------ Source material ------
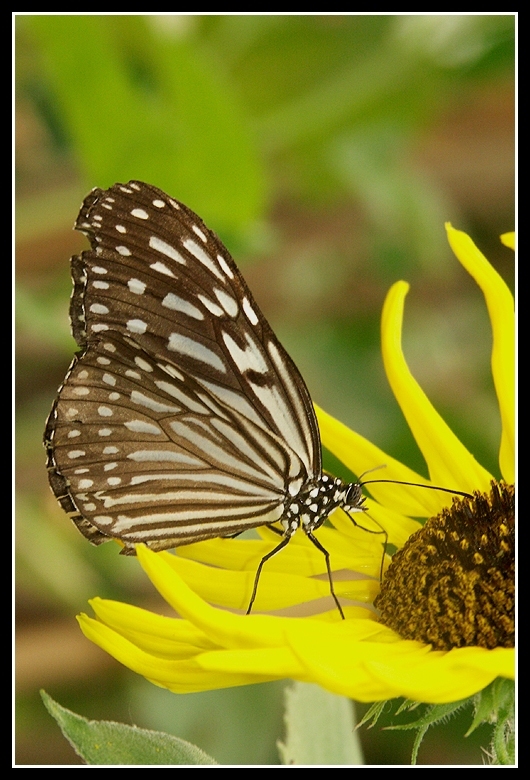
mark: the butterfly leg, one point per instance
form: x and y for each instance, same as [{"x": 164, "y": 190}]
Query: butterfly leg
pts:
[
  {"x": 328, "y": 567},
  {"x": 283, "y": 543}
]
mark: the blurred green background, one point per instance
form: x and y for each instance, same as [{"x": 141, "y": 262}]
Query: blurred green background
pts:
[{"x": 327, "y": 152}]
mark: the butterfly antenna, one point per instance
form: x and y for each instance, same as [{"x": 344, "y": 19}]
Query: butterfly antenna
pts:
[{"x": 415, "y": 484}]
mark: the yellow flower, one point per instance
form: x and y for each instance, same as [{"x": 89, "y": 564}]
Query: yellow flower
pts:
[{"x": 208, "y": 647}]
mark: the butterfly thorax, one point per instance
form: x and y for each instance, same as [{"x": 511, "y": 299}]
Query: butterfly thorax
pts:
[{"x": 315, "y": 501}]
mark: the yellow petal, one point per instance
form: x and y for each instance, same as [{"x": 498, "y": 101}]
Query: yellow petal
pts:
[
  {"x": 499, "y": 301},
  {"x": 450, "y": 464}
]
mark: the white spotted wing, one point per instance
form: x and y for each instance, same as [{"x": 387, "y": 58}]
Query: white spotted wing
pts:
[{"x": 182, "y": 417}]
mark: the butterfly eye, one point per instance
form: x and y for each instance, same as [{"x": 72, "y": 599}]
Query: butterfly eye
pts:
[{"x": 182, "y": 418}]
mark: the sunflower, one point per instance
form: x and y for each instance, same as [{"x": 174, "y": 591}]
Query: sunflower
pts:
[{"x": 439, "y": 632}]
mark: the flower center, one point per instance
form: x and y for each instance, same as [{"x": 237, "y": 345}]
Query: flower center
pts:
[{"x": 453, "y": 582}]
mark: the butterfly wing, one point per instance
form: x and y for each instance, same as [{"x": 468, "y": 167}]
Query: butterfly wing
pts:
[{"x": 182, "y": 418}]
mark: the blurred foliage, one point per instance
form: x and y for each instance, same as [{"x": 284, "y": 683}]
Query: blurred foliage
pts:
[{"x": 328, "y": 150}]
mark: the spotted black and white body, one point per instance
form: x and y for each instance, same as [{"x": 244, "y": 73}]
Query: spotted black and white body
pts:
[{"x": 182, "y": 417}]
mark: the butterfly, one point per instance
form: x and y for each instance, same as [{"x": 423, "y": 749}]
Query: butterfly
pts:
[{"x": 182, "y": 418}]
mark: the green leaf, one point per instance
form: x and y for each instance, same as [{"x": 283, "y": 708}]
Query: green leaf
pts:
[
  {"x": 138, "y": 103},
  {"x": 320, "y": 728},
  {"x": 101, "y": 742}
]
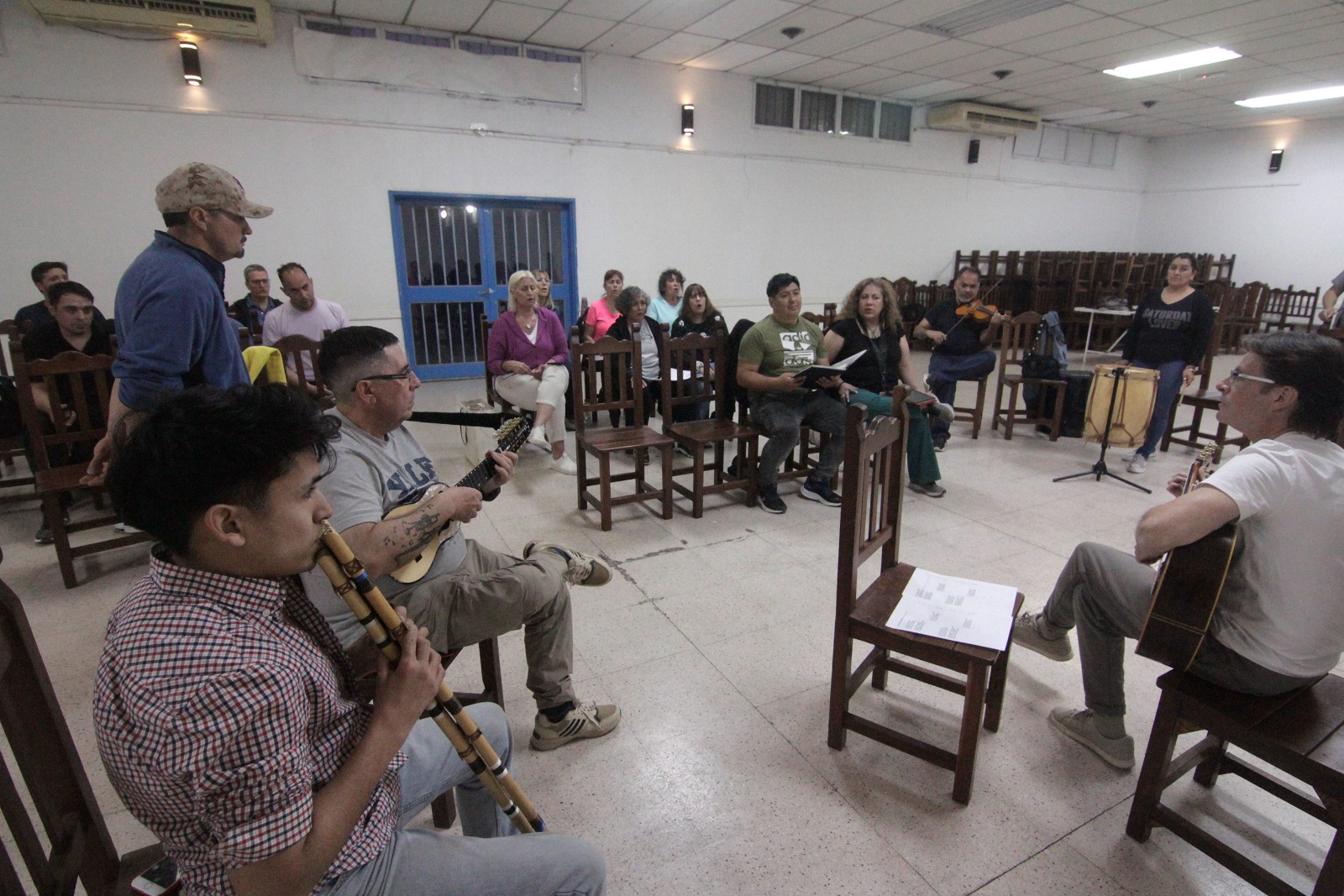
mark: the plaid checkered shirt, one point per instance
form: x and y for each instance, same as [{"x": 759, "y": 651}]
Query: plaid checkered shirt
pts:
[{"x": 222, "y": 705}]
------
→ The exercise
All the lines above are to be given again exactly as they read, with the pictures removed.

→ Solution below
mark: the butterfly leg, one point per instance
form: x and y for each instance, same as [{"x": 164, "y": 190}]
Query: butterfly leg
pts:
[
  {"x": 328, "y": 567},
  {"x": 283, "y": 543}
]
mark: the blurred green background, one point per instance
form: x and y for each instance, same as [{"x": 141, "y": 262}]
Query: blurred green background
pts:
[{"x": 327, "y": 152}]
mark: the butterfly antenna, one point per instance
form: x and y for each instance, same as [{"x": 344, "y": 19}]
Query: butterfly antenna
pts:
[{"x": 415, "y": 484}]
mark: the yellow flower, one point per instance
form: x and y for each instance, same as [{"x": 89, "y": 564}]
Query: yellow flower
pts:
[{"x": 208, "y": 647}]
mark: the butterfly thorax, one point per instance
form: x and y for each instance, same as [{"x": 511, "y": 299}]
Query: butterfly thorax
pts:
[{"x": 315, "y": 501}]
mark: the yellow petal, one point per instance
form: x and y for each instance, same as [{"x": 498, "y": 101}]
Query: yellow petal
pts:
[
  {"x": 499, "y": 301},
  {"x": 450, "y": 464}
]
mark: the white spotted wing, one point per instance
form: x and y for each instance, same as [{"x": 387, "y": 58}]
Query: white spotted wing
pts:
[{"x": 182, "y": 417}]
mark: the butterfly eye, one point per instance
form: x and y for each instance, same as [{"x": 72, "y": 599}]
Query: butterfly eye
pts:
[{"x": 182, "y": 418}]
mark: the sunflower, one point per instance
form: x and y for each instance, same as [{"x": 174, "y": 591}]
Query: sunflower
pts:
[{"x": 439, "y": 632}]
mark: the flower center, one point per instance
form: x and y for each instance, same as [{"x": 237, "y": 345}]
Query: flower center
pts:
[{"x": 453, "y": 582}]
mark: the butterfly wing, one point per instance
form: x and y for each instance, same as [{"x": 468, "y": 167}]
Query: butterfly wing
pts:
[{"x": 182, "y": 418}]
mark: the blurred foliage, one point per instance
form: x and y for each instance, same as [{"x": 284, "y": 683}]
Query: blurred foliage
pts:
[{"x": 328, "y": 150}]
mark: the spotted black and white body, one point per instance
form: x and y for each instance, same as [{"x": 244, "y": 73}]
Query: spotted black and white body
pts:
[{"x": 182, "y": 417}]
mark: the butterfly, one point per instance
form: x and y for each instance, same as [{"x": 423, "y": 749}]
Query: butterfly
pts:
[{"x": 182, "y": 418}]
mark: the green leaf, one point per instance
form: x and y for each instance, same as [{"x": 283, "y": 708}]
Query: green leaf
pts:
[
  {"x": 138, "y": 103},
  {"x": 320, "y": 728},
  {"x": 101, "y": 742}
]
mark: the plaid checkered shirt, one point per instance
form: x and y for each instance, same as [{"x": 759, "y": 651}]
Query: plaid checkered shirt
pts:
[{"x": 222, "y": 705}]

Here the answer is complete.